What you have to do: In the data below, change every occurrence of "rough mask" to "coarse mask" and reproduce the lines with nothing else altered, omitting the pictures.

Records to use:
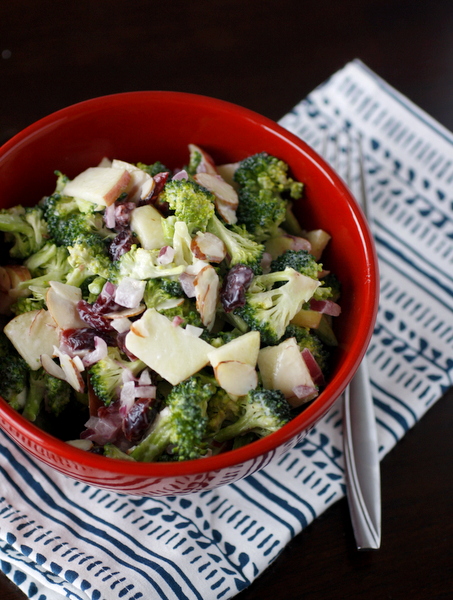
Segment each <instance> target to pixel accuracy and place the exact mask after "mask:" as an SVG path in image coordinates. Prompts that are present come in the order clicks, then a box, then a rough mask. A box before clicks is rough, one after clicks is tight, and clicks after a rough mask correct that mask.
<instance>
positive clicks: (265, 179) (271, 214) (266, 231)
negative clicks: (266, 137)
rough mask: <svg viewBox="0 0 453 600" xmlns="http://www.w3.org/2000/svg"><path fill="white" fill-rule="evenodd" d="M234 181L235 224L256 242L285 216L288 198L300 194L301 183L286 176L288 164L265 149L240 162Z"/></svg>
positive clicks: (266, 235) (272, 232) (275, 231)
mask: <svg viewBox="0 0 453 600" xmlns="http://www.w3.org/2000/svg"><path fill="white" fill-rule="evenodd" d="M234 180H235V181H236V182H237V183H238V184H239V205H238V208H237V211H236V215H237V218H238V223H240V224H242V225H245V226H246V228H247V230H248V231H250V232H251V233H253V235H254V236H255V238H256V239H258V240H259V241H263V240H266V239H268V238H269V237H272V236H273V235H275V232H276V230H277V228H278V227H279V225H280V224H281V223H283V221H284V220H285V218H286V213H287V205H288V198H293V199H298V198H300V197H301V195H302V184H301V183H299V182H296V181H294V180H293V179H291V178H290V177H288V165H287V164H286V163H285V162H284V161H282V160H279V159H278V158H276V157H275V156H270V155H269V154H267V153H266V152H261V153H259V154H254V155H253V156H249V157H248V158H246V159H244V160H243V161H241V162H240V163H239V167H238V168H237V169H236V171H235V173H234Z"/></svg>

Written reply:
Segment each <instance> target to pixel accuracy and place the exact mask after "mask:" as an SVG path in image coordinates. Prompts that are present come in the order clicks, then a box, then a coarse mask. A box before clicks is rough, one after clicks is tight, and clicks after a coarse mask correct that mask.
<instance>
positive clicks: (265, 179) (271, 214) (266, 231)
negative clicks: (266, 137)
coarse mask: <svg viewBox="0 0 453 600" xmlns="http://www.w3.org/2000/svg"><path fill="white" fill-rule="evenodd" d="M234 181L235 224L256 242L285 216L288 198L300 194L301 183L286 176L288 164L265 149L240 162Z"/></svg>
positive clicks: (266, 235) (272, 232) (275, 231)
mask: <svg viewBox="0 0 453 600" xmlns="http://www.w3.org/2000/svg"><path fill="white" fill-rule="evenodd" d="M234 180H235V181H236V182H237V183H238V184H239V205H238V208H237V211H236V215H237V218H238V223H240V224H242V225H245V226H246V228H247V230H248V231H250V232H251V233H253V235H254V236H255V238H256V239H258V240H259V241H263V240H266V239H268V238H269V237H272V236H273V235H275V232H276V230H277V228H278V227H279V225H280V224H281V223H283V221H284V220H285V218H286V213H287V205H288V198H293V199H298V198H300V197H301V195H302V184H301V183H299V182H296V181H294V180H293V179H291V178H290V177H288V165H287V164H286V163H285V162H284V161H282V160H279V159H278V158H276V157H275V156H270V155H269V154H267V153H266V152H261V153H259V154H254V155H253V156H249V157H248V158H246V159H244V160H243V161H241V162H240V163H239V167H238V168H237V169H236V171H235V173H234Z"/></svg>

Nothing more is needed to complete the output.